● TEXT SECTION:

# # # # # # #

DUBAI: S&P Global, the ratings agency, painted a grim picture for the real estate sector in Dubai, with a meaningful recovery in property prices expected only after 2022.
At a presentation to journalists in the Dubai International Financial Center, S&P analyst Sapna Jagtiani said that under the firm’s “base case scenario,” the Dubai real estate market would fall by between 5 and 10 percent this year, roughly the same as the fall in 2018, which would bring property prices to the levels seen at the bottom of the last cycle in 2010, in the aftermath of the global financial crisis.
“On the real estate side we continue to have a very grim view of the market. While we expect prices to broadly stabilize in 2020, we don’t see a meaningful recovery in 2021. Relative to the previous recovery cycle, we believe it will take longer time for prices to display a meaningful recovery,” she said.
S&P’s verdict adds to several recent pessimistic assessments of the Dubai real estate market. Jagtiani said that conditions in the other big UAE property market, in Abu Dhabi, were not as negative, because “Abu Dhabi never did ramp up as much in 2014 and 2015 as Dubai.” S&P does not rate developers in the capital.
She added that a “stress scenario” could arise if government and royal family related developers — such as Emaar Properties, Meraas, Dubai Properties and Nakheel — which have attractive land banks and economies of scale, continue to launch new developments.
“In such a scenario, we think residential real estate prices could decline by 10-15 percent in 2019 and a further 5-10 percent in 2020. In this case, we expect no upside for Dubai residential real estate prices in 2021, as we expect it will take a while for the market to absorb oversupply,” she said.
S&P recently downgraded Damac, one of the biggest Dubai-based developers, to BB- rating, on weak market prospects.
However, Jagtiani said that, despite the “significant oversupply” from existing projects, several factors should held stabilize the market: Few, if any, major product launches; improved affordability and “bargain hunting” by bulk buyers; and a resurgence of Asian, especially Chinese, investor interest in the market.
Jagtiani also said that government measures such as new ownership and visa regulations and reduction in government fees could help prevent prices falling more sharply, as well as “increased economic activity related to Dubai Expo 2020, which is expected to attract about 25 million visitors to the emirate.”
The outlook on property was part of a challenging assessment of the credit-worthiness of the emirate. “In our view, credit conditions deteriorated in Dubai in 2018, reducing the government’s ability to provide extraordinary financial support to its government related entities (GREs) if needed,” S&P said in a report. “The negative outlook on Dubai Electricity and Water
Authority (DEWA) partly reflects our concern that a real estate downturn beyond our base case could out increased pressure on government finances,” the report said.
It pointed out that about 70 percent of government revenues come from non-tax sources, including land transfer and mortgage registration fees, as well as charges for housing and municipality liabilities, as well as dividends from real estate developers it controls, like Emaar and Nakheel.
S&P was generally comfortable with the credit ratings of the emirate’s banking system, which has an estimated 20 percent exposure to real estate. “Banks in the UAE tend to generally display a good level of profitability and capitalization, giving them a good margin to absorb a moderate increase in risks,” the report said.

# # # # # # #

● PROBLEMS TO WORK ON:
**1.** According to the Dubai real estate article, how many visitors is Dubai Expo 2020 expected to attract to the emirate?
**2.** List the government and royal family related developers that the Dubai real estate article names as examples in its description of the stress scenario.
The records that come next are separate from the Dubai real estate article.

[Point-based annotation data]

# # # # # # #

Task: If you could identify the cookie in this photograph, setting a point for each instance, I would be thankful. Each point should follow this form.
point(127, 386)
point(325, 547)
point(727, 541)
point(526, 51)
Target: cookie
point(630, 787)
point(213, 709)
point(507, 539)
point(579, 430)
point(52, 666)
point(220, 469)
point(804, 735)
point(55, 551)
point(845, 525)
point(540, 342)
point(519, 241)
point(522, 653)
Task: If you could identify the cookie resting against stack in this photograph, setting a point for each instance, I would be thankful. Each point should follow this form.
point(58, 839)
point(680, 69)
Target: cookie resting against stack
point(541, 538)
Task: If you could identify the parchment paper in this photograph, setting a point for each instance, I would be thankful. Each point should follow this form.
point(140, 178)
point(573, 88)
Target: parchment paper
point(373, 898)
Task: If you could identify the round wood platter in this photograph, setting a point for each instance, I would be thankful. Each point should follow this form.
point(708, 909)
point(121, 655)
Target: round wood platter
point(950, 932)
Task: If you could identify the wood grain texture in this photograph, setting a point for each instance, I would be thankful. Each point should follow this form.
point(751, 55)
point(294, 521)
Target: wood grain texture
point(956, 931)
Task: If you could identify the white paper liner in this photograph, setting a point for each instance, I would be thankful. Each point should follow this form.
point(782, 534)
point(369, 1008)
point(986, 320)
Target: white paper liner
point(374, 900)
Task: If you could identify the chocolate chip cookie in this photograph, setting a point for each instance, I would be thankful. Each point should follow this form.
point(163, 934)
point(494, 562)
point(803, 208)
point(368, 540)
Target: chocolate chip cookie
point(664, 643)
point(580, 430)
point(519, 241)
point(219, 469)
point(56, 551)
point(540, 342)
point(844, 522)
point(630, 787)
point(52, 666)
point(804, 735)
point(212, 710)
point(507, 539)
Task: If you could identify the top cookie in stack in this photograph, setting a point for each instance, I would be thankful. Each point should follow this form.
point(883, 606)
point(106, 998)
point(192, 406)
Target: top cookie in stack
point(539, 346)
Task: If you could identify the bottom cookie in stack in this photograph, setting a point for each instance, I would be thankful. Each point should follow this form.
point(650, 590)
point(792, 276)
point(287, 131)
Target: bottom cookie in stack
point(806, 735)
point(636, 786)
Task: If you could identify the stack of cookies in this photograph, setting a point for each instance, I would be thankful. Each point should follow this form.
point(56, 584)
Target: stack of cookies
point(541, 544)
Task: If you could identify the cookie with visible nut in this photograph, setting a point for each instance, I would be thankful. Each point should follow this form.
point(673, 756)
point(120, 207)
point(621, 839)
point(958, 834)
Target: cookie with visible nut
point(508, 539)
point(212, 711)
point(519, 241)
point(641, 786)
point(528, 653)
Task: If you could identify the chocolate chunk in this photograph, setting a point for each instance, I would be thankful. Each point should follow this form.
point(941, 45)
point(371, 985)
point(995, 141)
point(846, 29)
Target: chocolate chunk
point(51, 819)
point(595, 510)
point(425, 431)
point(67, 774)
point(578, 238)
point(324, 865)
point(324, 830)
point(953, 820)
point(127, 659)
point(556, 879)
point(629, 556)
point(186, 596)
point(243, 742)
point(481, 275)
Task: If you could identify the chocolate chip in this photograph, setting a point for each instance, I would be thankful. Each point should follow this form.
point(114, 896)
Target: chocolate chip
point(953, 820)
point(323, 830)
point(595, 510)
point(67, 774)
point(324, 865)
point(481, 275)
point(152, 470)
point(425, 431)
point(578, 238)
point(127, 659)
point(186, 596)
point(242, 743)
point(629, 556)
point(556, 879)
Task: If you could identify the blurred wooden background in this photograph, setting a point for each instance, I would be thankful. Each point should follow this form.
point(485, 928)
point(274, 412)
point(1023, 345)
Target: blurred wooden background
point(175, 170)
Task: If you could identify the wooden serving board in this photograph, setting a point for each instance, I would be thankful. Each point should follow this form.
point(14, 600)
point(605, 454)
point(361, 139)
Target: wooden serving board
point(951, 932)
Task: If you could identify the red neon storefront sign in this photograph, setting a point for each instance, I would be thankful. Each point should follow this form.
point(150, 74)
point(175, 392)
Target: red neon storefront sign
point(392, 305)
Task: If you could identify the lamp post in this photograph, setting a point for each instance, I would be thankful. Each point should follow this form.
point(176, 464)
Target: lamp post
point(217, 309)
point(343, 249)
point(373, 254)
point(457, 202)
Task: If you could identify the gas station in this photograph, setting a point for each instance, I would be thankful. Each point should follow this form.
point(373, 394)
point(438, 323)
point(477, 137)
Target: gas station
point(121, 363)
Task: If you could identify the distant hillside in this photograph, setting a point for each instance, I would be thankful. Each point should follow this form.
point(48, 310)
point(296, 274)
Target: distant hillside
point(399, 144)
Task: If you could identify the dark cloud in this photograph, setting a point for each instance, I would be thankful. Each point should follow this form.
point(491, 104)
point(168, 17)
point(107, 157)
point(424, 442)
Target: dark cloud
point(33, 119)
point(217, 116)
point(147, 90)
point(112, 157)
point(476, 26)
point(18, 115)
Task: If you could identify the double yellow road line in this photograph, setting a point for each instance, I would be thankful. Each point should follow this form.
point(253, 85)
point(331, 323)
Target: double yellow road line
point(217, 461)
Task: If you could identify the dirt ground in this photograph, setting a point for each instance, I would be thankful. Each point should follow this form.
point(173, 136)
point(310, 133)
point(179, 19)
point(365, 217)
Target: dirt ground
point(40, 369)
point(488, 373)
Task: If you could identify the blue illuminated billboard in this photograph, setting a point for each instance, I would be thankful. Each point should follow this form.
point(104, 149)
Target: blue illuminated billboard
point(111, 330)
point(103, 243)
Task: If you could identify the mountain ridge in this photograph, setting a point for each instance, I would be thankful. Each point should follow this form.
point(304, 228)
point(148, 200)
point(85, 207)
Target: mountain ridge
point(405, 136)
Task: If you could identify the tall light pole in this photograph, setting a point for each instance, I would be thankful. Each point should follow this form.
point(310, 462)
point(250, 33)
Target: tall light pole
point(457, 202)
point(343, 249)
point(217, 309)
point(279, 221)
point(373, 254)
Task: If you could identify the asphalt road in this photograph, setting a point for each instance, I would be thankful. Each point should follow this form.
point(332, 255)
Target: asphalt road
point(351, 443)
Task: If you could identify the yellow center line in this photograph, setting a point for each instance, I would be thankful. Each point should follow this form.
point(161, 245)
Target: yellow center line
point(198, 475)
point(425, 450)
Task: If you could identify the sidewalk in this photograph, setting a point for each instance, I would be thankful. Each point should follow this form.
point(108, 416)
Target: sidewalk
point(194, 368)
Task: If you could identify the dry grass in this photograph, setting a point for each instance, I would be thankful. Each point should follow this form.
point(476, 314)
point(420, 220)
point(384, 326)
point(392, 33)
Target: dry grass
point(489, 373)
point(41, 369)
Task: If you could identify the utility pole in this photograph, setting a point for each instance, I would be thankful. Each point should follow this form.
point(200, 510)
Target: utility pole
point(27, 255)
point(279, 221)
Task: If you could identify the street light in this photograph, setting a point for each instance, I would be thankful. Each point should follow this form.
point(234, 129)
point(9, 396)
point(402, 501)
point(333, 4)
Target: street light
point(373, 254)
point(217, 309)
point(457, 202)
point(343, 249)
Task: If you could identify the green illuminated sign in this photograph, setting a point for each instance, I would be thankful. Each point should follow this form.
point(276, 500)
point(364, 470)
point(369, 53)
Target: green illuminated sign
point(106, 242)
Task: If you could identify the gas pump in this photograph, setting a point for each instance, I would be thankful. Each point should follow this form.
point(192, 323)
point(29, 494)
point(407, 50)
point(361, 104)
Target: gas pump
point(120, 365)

# # # # # # #

● ANSWERS FOR THE EXERCISE:
**1.** About 25 million visitors.

**2.** Emaar Properties, Meraas, Dubai Properties, Nakheel